> _EXERCISE INSTRUCTIONS_: Revise the stretch of the green hydrogen article from "Green hydrogen is made" through "not commercially competitive.", and put "brown hydrogen" in place of "black hydrogen".

> _SELECTED PASSAGE_:
Green hydrogen sounds like a win for developing countries, but cost and transport are problems

Johhanesburg, Oct 2: Hydrogen is used mainly to make chemicals such as fertiliser, and in oil refineries. Most hydrogen in the world today is made from natural gas or coal – methods associated with large carbon dioxide emissions. Developed countries are therefore looking to “green hydrogen” instead – produced using renewable electricity such as solar and wind power. Energy experts Rod Crompton and Bruce Young explain green hydrogen’s potential benefits and challenges.
Global hydrogen demand reached 94 million tons in 2021, and contained energy equal to about 2.5 per cent of global final energy consumption. Only about 0.1 per cent of current global hydrogen production is green, but big expansions are planned.
New applications for green hydrogen are also envisaged.
Liebreich’s classification is a useful indicator of the potential markets for green hydrogen.
Since the objective of using green hydrogen is really to reduce carbon dioxide, the applications to target first should be those that will yield the largest reductions in emissions. Liebreich’s ladder shows which they are. The applications in the (green) top row are an efficient use of valuable green hydrogen.
But green hydrogen currently costs much more to make than less clean types of hydrogen. Using it to produce the 180 million tons per annum of ammonia required globally for fertiliser production would have a severe knock-on effect on food prices.
So it is difficult to see how this transition is going to occur.
Green hydrogen is made from water. Using renewable (“green”) electricity, equipment called electrolysers separates the hydrogen from oxygen in water (H2O). The process is called electrolysis.
Green hydrogen production emits no carbon dioxide, but the construction of renewable electricity infrastructure currently uses fossil fuels, which do emit carbon dioxide.
Hydrogen has traditionally been made from non-renewable energy sources like coal (“black hydrogen”) and natural gas (“grey hydrogen”). When these methods are combined with carbon capture and storage, the hydrogen produced is known as “blue hydrogen”.
Although the costs of renewable power generation have been coming down, the cost of electrolysis is still not commercially competitive.
Today, green hydrogen has an estimated energy equivalent cost of between USD 250 and USD 400 per barrel of oil at the factory gate, according to the International Renewable Energy Agency. Future cost reductions are forecast but these are uncertain. Current oil prices are around USD 100 a barrel – much less than it would cost to use green hydrogen instead of conventional petroleum products.
The costs of transporting hydrogen must be taken into account too.
Unfortunately, the physics of hydrogen is against low-cost hydrogen transport. It is much more challenging than oil-based liquid fuels, liquefied petroleum gas or liquefied natural gas.
Ocean transport of hydrogen has to be at very low temperatures (-253 C). Petrol or diesel doesn’t need costly refrigeration: it is transported at ambient air temperature.
And hydrogen carries only 25 per cent of the energy that a litre of petrol does, making it much more expensive to transport and store the same amount of energy.

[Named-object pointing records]
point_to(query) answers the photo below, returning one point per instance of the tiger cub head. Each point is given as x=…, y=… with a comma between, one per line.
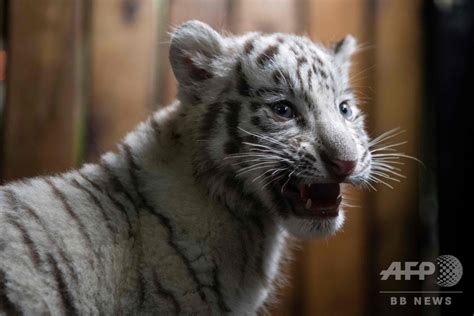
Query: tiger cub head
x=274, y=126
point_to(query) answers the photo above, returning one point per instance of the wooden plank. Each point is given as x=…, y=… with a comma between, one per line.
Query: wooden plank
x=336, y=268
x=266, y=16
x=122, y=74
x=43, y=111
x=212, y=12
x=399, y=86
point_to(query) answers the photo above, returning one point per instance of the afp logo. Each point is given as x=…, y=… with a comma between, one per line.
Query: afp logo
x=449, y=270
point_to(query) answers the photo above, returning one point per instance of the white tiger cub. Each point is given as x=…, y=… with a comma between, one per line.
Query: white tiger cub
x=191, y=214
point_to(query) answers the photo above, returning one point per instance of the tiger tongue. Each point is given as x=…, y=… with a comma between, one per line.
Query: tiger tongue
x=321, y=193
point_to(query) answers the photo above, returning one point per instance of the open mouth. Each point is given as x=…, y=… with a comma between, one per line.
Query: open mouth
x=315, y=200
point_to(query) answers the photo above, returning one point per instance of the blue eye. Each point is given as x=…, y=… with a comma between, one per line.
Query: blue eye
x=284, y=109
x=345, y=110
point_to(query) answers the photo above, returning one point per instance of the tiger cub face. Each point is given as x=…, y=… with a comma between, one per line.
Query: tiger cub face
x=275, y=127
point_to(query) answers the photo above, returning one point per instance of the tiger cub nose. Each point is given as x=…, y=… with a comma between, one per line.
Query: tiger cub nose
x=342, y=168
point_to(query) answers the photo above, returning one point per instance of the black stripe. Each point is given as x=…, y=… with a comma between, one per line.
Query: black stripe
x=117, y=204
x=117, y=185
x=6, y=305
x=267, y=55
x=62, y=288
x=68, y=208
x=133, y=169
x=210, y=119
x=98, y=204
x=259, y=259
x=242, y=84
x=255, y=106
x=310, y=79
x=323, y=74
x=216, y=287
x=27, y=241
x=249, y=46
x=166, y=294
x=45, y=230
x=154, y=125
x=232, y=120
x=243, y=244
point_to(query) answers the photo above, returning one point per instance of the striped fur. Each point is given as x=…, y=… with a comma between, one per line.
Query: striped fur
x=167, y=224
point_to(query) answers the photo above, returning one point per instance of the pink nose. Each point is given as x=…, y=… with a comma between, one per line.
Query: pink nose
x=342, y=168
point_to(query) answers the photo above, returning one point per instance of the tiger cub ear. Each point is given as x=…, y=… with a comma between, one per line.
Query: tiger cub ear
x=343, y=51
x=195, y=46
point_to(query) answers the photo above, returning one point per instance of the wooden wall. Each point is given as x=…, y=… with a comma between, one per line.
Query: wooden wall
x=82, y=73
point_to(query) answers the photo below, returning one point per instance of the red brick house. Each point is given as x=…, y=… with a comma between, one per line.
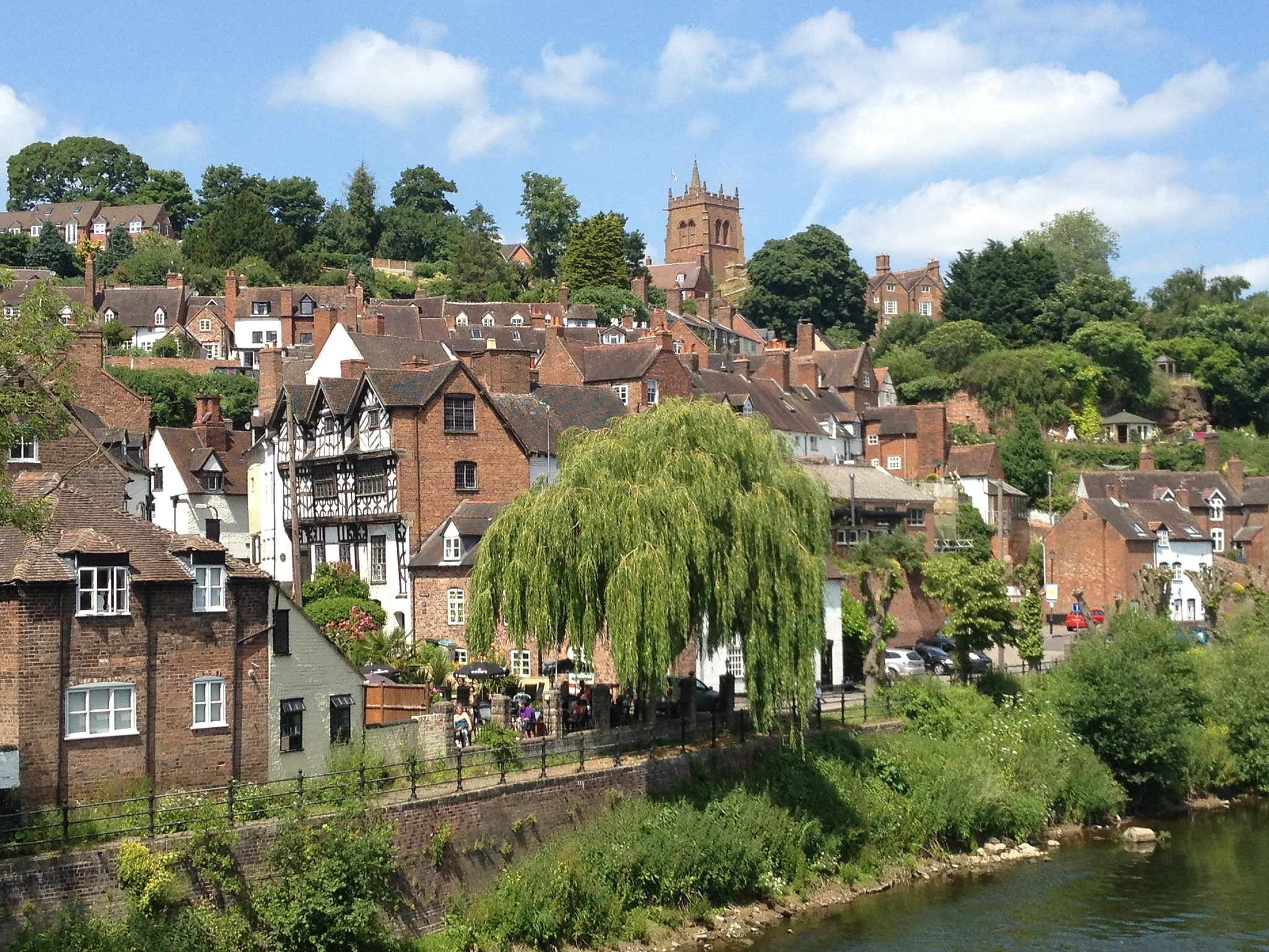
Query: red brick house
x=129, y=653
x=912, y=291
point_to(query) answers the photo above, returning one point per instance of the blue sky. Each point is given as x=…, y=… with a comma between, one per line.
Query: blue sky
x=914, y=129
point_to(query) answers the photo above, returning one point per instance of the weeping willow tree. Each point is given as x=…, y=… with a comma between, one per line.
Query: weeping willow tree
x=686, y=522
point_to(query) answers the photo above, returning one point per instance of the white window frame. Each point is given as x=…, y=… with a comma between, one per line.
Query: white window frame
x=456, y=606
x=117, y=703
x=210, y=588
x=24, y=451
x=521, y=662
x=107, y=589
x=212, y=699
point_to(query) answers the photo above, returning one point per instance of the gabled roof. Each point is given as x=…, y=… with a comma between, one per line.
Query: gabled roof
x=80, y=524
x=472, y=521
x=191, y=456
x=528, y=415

==

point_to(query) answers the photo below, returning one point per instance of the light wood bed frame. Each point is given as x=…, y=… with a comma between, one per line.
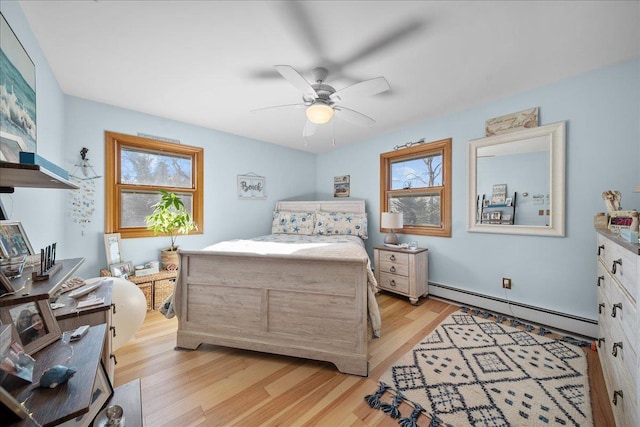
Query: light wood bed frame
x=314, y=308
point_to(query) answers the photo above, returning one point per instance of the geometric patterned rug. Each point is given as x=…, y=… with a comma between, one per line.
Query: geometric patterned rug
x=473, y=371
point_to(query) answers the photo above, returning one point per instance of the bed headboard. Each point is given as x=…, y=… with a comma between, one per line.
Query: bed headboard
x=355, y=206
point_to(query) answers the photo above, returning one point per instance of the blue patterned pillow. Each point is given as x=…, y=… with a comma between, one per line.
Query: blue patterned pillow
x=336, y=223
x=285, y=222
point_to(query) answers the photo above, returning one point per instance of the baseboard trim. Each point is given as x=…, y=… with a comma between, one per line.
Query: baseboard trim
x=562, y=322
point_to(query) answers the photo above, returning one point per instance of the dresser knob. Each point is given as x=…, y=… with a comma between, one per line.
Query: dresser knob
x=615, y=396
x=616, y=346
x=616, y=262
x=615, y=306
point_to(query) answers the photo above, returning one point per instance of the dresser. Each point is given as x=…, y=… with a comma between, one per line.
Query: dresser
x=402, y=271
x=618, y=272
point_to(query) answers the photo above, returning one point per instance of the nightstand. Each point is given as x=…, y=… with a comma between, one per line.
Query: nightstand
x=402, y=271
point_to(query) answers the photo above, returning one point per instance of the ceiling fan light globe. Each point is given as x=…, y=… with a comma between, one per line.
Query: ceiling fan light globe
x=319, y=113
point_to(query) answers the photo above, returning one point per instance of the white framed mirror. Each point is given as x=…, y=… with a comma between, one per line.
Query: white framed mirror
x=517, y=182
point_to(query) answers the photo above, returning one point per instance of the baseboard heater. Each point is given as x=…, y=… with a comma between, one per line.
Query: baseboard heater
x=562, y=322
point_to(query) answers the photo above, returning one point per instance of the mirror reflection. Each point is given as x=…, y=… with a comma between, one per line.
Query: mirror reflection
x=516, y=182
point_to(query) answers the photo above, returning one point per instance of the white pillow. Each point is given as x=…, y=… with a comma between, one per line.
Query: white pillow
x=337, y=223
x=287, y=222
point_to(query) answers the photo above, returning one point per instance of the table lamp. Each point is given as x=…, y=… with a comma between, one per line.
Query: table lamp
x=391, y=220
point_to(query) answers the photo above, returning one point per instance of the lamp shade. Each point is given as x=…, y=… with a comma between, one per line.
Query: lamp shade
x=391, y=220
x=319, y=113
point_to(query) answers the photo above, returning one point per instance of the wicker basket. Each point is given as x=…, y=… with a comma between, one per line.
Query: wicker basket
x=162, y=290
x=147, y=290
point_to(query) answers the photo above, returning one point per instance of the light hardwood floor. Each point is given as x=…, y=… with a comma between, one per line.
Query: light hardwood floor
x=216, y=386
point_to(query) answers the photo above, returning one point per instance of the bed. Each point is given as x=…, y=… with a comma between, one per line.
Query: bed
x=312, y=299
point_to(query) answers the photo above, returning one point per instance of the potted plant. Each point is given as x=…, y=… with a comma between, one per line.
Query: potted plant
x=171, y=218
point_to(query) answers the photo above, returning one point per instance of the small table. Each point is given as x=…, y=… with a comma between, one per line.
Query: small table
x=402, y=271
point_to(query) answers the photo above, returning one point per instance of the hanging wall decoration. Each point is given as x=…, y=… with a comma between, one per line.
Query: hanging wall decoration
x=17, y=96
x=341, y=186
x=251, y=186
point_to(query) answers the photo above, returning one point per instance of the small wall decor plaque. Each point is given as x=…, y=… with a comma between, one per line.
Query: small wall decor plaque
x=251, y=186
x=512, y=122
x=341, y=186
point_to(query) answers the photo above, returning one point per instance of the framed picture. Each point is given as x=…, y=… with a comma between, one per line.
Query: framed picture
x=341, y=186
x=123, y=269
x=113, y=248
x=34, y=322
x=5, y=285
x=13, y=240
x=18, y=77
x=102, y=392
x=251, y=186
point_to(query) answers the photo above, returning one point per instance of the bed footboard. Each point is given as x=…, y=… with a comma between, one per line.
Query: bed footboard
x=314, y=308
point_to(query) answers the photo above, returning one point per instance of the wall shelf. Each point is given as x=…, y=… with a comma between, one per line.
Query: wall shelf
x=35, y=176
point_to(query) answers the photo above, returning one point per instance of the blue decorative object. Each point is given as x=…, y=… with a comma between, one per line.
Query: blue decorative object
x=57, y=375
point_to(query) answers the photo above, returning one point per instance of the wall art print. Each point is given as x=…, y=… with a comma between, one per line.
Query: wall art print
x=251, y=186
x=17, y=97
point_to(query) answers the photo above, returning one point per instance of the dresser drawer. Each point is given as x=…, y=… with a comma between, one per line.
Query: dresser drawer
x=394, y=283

> _WRITTEN SOLUTION_:
Green hydrogen is made from water. Using renewable (“green”) electricity, equipment called electrolysers separates the hydrogen from oxygen in water (H2O). The process is called electrolysis.
Green hydrogen production emits no carbon dioxide, but the construction of renewable electricity infrastructure currently uses fossil fuels, which do emit carbon dioxide.
Hydrogen has traditionally been made from non-renewable energy sources like coal (“brown hydrogen”) and natural gas (“grey hydrogen”). When these methods are combined with carbon capture and storage, the hydrogen produced is known as “blue hydrogen”.
Although the costs of renewable power generation have been coming down, the cost of electrolysis is still not commercially competitive.